Digital storytelling visits brain research laboratory

The 21st Century Digital Storytelling course made a visit to the CBRU brain research labs.

21st Century Digital Storytelling is a course organised by the Helsinki Summer School and CICERO Learning for students and professionals around the world, interested about developments in telling stories with digital technologies. The course is informed by the insights we have gained through empirical research in schools and Higher Education. It also brings together perspectives from the socio-technical studies, the social sciences, and media and communication studies. In our classes we discuss with participants types of stories whose characters and accounts of events synthesize narratives of practice, by bringing together heterogeneous elements.

Our visit to the brain research labs at Cognitive Brain Research Unit at the Department and Logopedics on Wednesday August 15, 2018, was a case of such heterogeneity. Brain research uses different epistemologies and methodological approaches from, for instance, the interpretive methods we introduce in the course. And yet, brain research produces its own storytelling. Like it happens with every story, the study of the brain focuses on specific events. In order to avoid a distorted view of why a certain reaction happens, the brain scientist needs to isolate irrelevant elements involved in what is taking place in the brain. Such events are performed by brain cells who, like the characters in a story, transmit pieces of information from one to the other. This type of interaction makes up a multiplicity of events that, through observation, testing and experimentation, the brain researchers put together and construct a meaningful plot.

Here as well, it matters what technologies are used to tell a reliable story of a brain phenomenon. For example, not every measurement device produces error-free results. Like it happens when we need to choose the most appropriate technology to tell a story of suffering, to give an account of an historical phenomenon or enact a drama, the study of the brain relates to aims and purposes. Some questions then that the researcher is called upon to answer include, which software, which version of a program, what computer would be the most appropriate for an initial or a later phase of the experiment?

Like authors do when in the process of putting narratives together, researchers deal with different forms of uncertainty, cognitive scientist Nella Moisseinen explains to us during the visit. ‘We come up with representations that we combine in a mathematical way’, Nella adds, when we point out that the narrative in brain research also uses multimodal and analytical methods (e.g., coding, categorisation, comparison etc.) to draw safe conclusions.

As for the beginning of a new brain study, when the new story starts is very much a matter of perspective. A new perspective sets the ground for a new research initiative to come forward and further develop the narrative in the field.

= = = = = = =

Exercise prompt –
From the text about the storytelling course's visit to the brain research labs, list every field whose perspectives the course is said to bring together.

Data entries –
= = = = = = =

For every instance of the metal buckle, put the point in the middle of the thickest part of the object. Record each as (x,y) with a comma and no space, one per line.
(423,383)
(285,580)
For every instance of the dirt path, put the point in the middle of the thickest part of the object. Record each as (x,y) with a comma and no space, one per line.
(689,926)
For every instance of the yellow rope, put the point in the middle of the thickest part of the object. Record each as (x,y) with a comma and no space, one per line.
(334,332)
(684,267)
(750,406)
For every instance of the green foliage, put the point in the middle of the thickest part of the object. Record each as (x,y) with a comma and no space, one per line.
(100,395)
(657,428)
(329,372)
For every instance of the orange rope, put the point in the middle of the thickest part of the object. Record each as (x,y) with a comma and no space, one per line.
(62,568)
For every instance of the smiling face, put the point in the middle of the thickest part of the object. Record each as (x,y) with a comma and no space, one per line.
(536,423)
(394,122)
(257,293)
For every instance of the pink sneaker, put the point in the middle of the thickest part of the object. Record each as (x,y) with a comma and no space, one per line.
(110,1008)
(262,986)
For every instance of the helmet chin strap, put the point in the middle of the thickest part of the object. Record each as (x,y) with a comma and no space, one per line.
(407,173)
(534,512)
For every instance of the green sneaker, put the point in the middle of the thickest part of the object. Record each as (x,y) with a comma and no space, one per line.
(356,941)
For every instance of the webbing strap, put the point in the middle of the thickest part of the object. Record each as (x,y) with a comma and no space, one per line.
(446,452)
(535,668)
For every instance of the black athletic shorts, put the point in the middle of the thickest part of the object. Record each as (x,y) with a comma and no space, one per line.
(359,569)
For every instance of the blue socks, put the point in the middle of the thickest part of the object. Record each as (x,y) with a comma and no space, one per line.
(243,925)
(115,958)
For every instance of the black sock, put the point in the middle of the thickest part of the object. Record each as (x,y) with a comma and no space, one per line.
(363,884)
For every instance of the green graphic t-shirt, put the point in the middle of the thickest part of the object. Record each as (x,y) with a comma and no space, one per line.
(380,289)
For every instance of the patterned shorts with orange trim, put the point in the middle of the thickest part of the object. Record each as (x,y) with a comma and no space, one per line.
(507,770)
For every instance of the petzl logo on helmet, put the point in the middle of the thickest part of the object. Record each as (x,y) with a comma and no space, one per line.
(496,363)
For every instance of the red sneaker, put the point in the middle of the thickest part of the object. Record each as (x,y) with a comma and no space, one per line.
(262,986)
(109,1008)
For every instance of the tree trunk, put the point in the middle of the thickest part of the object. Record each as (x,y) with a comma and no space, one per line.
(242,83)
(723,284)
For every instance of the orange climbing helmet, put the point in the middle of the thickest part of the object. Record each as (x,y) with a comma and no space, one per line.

= = = = = = =

Response to the exercise –
- Socio-technical studies
- The social sciences
- Media and communication studies